• [TO BE DONE]: Turn the data below into a Markdown table with two columns, No. and Entry. Put each line in its own row, numbered in order, and leave out blank lines.
========
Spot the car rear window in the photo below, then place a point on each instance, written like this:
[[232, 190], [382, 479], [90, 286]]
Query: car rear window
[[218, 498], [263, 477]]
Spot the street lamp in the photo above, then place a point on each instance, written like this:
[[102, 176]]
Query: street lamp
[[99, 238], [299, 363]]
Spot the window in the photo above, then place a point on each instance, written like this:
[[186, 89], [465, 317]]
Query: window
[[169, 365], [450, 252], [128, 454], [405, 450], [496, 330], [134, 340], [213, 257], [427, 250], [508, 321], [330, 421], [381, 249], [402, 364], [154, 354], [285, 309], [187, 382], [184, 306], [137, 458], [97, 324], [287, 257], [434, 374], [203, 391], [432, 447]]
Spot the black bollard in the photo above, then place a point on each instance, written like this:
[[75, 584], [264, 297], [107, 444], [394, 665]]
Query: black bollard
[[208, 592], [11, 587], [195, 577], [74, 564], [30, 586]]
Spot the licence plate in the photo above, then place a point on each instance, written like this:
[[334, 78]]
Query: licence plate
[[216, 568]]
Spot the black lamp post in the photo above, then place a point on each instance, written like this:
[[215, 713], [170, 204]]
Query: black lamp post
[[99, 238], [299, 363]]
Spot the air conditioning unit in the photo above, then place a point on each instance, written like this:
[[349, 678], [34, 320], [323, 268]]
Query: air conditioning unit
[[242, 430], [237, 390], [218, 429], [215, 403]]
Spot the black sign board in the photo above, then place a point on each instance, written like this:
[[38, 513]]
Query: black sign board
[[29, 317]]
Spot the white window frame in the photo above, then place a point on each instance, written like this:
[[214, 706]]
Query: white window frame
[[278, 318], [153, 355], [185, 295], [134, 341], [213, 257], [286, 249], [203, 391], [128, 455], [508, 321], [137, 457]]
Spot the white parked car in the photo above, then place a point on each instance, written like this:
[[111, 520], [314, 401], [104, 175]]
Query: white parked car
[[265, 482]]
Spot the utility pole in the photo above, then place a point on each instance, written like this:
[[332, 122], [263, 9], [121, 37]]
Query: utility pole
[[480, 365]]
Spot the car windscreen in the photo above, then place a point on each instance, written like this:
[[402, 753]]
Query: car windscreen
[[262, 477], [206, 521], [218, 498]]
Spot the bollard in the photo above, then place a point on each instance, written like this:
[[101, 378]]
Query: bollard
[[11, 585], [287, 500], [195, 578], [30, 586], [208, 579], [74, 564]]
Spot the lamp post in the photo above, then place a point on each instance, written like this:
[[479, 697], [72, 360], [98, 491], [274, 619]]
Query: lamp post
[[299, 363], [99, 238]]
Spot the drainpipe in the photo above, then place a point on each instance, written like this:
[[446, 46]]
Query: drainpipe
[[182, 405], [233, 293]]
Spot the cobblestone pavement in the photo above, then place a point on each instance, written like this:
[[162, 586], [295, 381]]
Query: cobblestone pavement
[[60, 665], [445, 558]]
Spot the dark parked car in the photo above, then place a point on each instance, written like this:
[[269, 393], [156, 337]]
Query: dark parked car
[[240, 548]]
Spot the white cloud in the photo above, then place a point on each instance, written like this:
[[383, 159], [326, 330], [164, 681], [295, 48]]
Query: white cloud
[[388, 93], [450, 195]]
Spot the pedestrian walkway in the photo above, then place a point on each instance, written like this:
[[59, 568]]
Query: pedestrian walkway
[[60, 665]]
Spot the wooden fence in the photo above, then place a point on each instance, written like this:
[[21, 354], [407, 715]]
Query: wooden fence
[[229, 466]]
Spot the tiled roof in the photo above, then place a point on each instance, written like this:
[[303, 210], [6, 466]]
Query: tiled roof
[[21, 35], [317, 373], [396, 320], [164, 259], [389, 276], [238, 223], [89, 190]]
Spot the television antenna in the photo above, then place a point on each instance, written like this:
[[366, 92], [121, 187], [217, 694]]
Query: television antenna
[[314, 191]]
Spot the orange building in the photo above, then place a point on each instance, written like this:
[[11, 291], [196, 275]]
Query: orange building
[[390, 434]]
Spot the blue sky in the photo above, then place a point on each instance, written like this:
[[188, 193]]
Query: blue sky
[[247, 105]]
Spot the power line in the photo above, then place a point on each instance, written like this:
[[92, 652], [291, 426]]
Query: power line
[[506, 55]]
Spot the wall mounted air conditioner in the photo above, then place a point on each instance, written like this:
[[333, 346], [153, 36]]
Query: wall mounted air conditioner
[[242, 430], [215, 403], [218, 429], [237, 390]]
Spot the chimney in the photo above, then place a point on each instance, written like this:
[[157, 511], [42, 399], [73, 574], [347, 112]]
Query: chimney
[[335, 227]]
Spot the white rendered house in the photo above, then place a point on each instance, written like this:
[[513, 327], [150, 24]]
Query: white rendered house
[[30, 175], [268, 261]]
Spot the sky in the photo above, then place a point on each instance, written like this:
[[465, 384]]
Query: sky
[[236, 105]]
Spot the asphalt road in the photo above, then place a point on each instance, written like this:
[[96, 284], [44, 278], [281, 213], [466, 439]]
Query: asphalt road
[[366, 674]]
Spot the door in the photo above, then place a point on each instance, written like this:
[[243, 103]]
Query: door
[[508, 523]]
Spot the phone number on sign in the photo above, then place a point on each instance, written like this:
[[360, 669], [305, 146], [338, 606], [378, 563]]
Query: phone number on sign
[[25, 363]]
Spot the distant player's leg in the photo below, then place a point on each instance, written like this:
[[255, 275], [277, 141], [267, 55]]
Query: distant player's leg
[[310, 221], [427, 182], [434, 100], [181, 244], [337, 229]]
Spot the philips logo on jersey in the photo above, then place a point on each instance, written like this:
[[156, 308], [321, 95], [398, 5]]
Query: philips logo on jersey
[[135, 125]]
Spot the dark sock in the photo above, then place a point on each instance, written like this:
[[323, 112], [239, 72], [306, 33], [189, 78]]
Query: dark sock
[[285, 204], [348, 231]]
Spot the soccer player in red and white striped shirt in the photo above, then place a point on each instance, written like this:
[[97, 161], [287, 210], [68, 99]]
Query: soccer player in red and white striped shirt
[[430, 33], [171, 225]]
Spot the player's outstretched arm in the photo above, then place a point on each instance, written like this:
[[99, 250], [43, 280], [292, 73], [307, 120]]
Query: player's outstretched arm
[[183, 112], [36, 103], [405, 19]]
========
• [CORRECT ANSWER]:
| No. | Entry |
|---|---|
| 1 | Spot the car rear window in the photo below, then place a point on each instance, written like this: |
| 2 | [[232, 190], [382, 479], [90, 286]] |
| 3 | Query: car rear window |
| 4 | [[218, 498], [263, 477]] |
| 5 | Spot the street lamp in the photo above, then place a point on each instance, written like this: |
| 6 | [[102, 176]] |
| 7 | Query: street lamp |
| 8 | [[99, 238], [299, 363]] |
| 9 | Spot the window in the photo above, then place a point on each instance, written like this: |
| 10 | [[186, 89], [465, 317]] |
| 11 | Query: window |
| 12 | [[169, 365], [450, 252], [128, 454], [405, 450], [496, 330], [134, 340], [213, 257], [427, 250], [508, 321], [330, 421], [381, 249], [402, 364], [154, 354], [285, 309], [187, 382], [184, 306], [137, 458], [97, 324], [287, 257], [434, 374], [203, 391], [432, 447]] |
| 13 | Spot the black bollard in the photo above, then place a point on each instance, written like this: |
| 14 | [[75, 584], [264, 297], [107, 444], [394, 665]] |
| 15 | Query: black bollard |
| 16 | [[208, 592], [11, 587], [195, 577], [74, 564], [30, 586]] |
| 17 | Spot the licence plate in the photo above, then place a point on each instance, written like this: |
| 18 | [[334, 78]] |
| 19 | Query: licence plate |
| 20 | [[216, 568]] |
| 21 | Spot the black lamp post in the photo above, then place a point on each instance, written like this: |
| 22 | [[215, 713], [170, 204]] |
| 23 | Query: black lamp post |
| 24 | [[99, 238], [299, 363]] |
| 25 | Spot the air conditioning unit in the photo above, then place a point on each instance, written like this: |
| 26 | [[349, 678], [34, 320], [323, 268]] |
| 27 | Query: air conditioning unit |
| 28 | [[242, 430], [237, 390], [218, 429], [215, 403]] |
| 29 | Spot the black sign board in the photo above, then place a point on each instance, written like this: |
| 30 | [[38, 513]] |
| 31 | Query: black sign board |
| 32 | [[29, 317]] |
| 33 | Spot the white window frame in the photo above, then place a point on each instance, written like this: |
| 34 | [[214, 706]] |
| 35 | Query: white window frame |
| 36 | [[278, 318], [153, 355], [185, 295], [134, 341], [213, 257], [286, 249], [203, 391], [128, 455], [508, 321], [137, 457]] |
| 37 | Spot the white parked car in the photo above, then place a point on each instance, written like this: |
| 38 | [[111, 520], [314, 401], [104, 175]] |
| 39 | Query: white parked car |
| 40 | [[265, 482]] |
| 41 | Spot the utility pole in the photo above, then place a point on each instance, written like this: |
| 42 | [[332, 122], [263, 9], [121, 37]] |
| 43 | Query: utility pole |
| 44 | [[480, 365]] |
| 45 | Spot the car windscreen in the photo above, then place a point on each instance, written like this: |
| 46 | [[402, 753]] |
| 47 | Query: car windscreen |
| 48 | [[262, 477], [206, 521], [218, 498]] |
| 49 | Spot the bollard in the photo above, then place a point on each instance, written like this: |
| 50 | [[101, 378]] |
| 51 | Query: bollard |
| 52 | [[11, 585], [287, 500], [195, 578], [30, 586], [208, 579], [74, 564]] |
| 53 | Spot the lamp post in the photo above, then place a point on each instance, written like this: |
| 54 | [[479, 697], [72, 360], [98, 491], [274, 619]] |
| 55 | Query: lamp post |
| 56 | [[299, 363], [99, 238]] |
| 57 | Spot the drainpipe in the photo above, then place a point on each instance, written like this: |
| 58 | [[446, 46]] |
| 59 | Query: drainpipe |
| 60 | [[182, 405], [233, 293]] |
| 61 | Spot the cobblestone pavement in the photo above, then place a point on each instance, written like this: |
| 62 | [[162, 586], [295, 381]] |
| 63 | Query: cobblestone pavement |
| 64 | [[60, 665], [445, 558]] |
| 65 | Spot the dark parked car in the photo above, then place a point on each instance, written like this: |
| 66 | [[269, 393], [156, 337]] |
| 67 | Query: dark parked car |
| 68 | [[240, 548]] |
| 69 | Spot the white cloud in the photo above, then place a point on each instance, written like this: |
| 70 | [[383, 159], [326, 330], [164, 681], [295, 48]] |
| 71 | Query: white cloud |
| 72 | [[388, 93], [450, 195]] |
| 73 | Spot the pedestrian walkway in the photo above, then place a point on each instance, written like this: |
| 74 | [[59, 568]] |
| 75 | Query: pedestrian walkway |
| 76 | [[60, 665]] |
| 77 | Spot the wooden fence in the photo above, then place a point on each instance, written like this: |
| 78 | [[21, 354], [407, 715]] |
| 79 | Query: wooden fence |
| 80 | [[229, 466]] |
| 81 | Spot the tiled roof in the photo above, then place a point on each instance, written like this: |
| 82 | [[303, 210], [6, 466]] |
| 83 | Query: tiled roof |
| 84 | [[21, 35], [317, 373], [396, 320], [164, 259], [389, 276], [238, 223], [89, 190]] |
| 85 | Spot the television antenna in the photo above, then place a point on each instance, written like this: |
| 86 | [[366, 92], [121, 187], [217, 694]] |
| 87 | Query: television antenna |
| 88 | [[314, 191]] |
| 89 | Spot the orange building in the photo above, then place a point on each instance, written like this: |
| 90 | [[11, 291], [196, 275]] |
| 91 | Query: orange building |
| 92 | [[390, 434]] |
| 93 | Spot the blue sky in the photo above, then place a point on each instance, written like this: |
| 94 | [[188, 193]] |
| 95 | Query: blue sky |
| 96 | [[247, 105]] |
| 97 | Spot the power line in the photo above, then place a point on each instance, written like this: |
| 98 | [[92, 652], [291, 426]] |
| 99 | Query: power line |
| 100 | [[506, 55]] |
| 101 | Spot the wall mounted air conditioner in the photo above, then place a point on each instance, written like this: |
| 102 | [[333, 346], [153, 36]] |
| 103 | Query: wall mounted air conditioner |
| 104 | [[242, 430], [215, 403], [218, 429], [237, 390]] |
| 105 | Spot the chimney in the photo above, then place a point on each instance, written like this: |
| 106 | [[157, 511], [42, 399], [73, 574], [347, 112]] |
| 107 | Query: chimney |
| 108 | [[335, 227]] |
| 109 | Spot the white rendered house in the photo above, then place a point on each instance, written like this: |
| 110 | [[513, 327], [150, 24]] |
| 111 | Query: white rendered house |
| 112 | [[30, 175], [268, 261]] |
| 113 | Spot the sky in the photo above, then place a point on each instance, written like this: |
| 114 | [[465, 384]] |
| 115 | Query: sky |
| 116 | [[236, 105]] |
| 117 | Spot the asphalt road in the photo above, then place a point on each instance, written like this: |
| 118 | [[96, 284], [44, 278], [281, 213], [466, 439]] |
| 119 | Query: asphalt road |
| 120 | [[366, 674]] |
| 121 | Spot the door in the photo above, then place a point on each instance, written like this: |
| 122 | [[243, 103]] |
| 123 | Query: door |
| 124 | [[508, 523]] |
| 125 | Spot the phone number on sign in the photo above, then place a point on each instance, written like this: |
| 126 | [[360, 669], [305, 146], [338, 606], [378, 563]] |
| 127 | Query: phone number on sign |
| 128 | [[25, 363]] |
| 129 | Spot the distant player's leg in the photo below, then place a point on each instance, written like this: |
| 130 | [[255, 275], [277, 141], [267, 55]] |
| 131 | Query: distant player's leg |
| 132 | [[310, 221], [427, 182], [434, 100], [181, 244], [337, 229]] |
| 133 | Spot the philips logo on jersey in the photo above, then place a point on each instance, written like this: |
| 134 | [[156, 308], [321, 95], [398, 5]] |
| 135 | Query: philips logo on jersey |
| 136 | [[135, 125]] |
| 137 | Spot the dark sock in the photo above, then place a point on each instance, written like this: |
| 138 | [[323, 112], [239, 72], [306, 33], [189, 78]] |
| 139 | Query: dark sock |
| 140 | [[285, 204], [348, 231]] |
| 141 | Spot the soccer player in red and white striped shirt in the photo above, then place a point on each instance, written like this: |
| 142 | [[97, 161], [287, 210], [68, 99]] |
| 143 | Query: soccer player in red and white striped shirt |
| 144 | [[430, 33], [171, 225]] |
| 145 | Spot the player's outstretched arm in the photo above, then place a point on each instance, written like this: |
| 146 | [[99, 250], [43, 280], [292, 73], [307, 120]] |
| 147 | Query: player's outstretched arm |
| 148 | [[183, 112], [36, 103], [405, 19]] |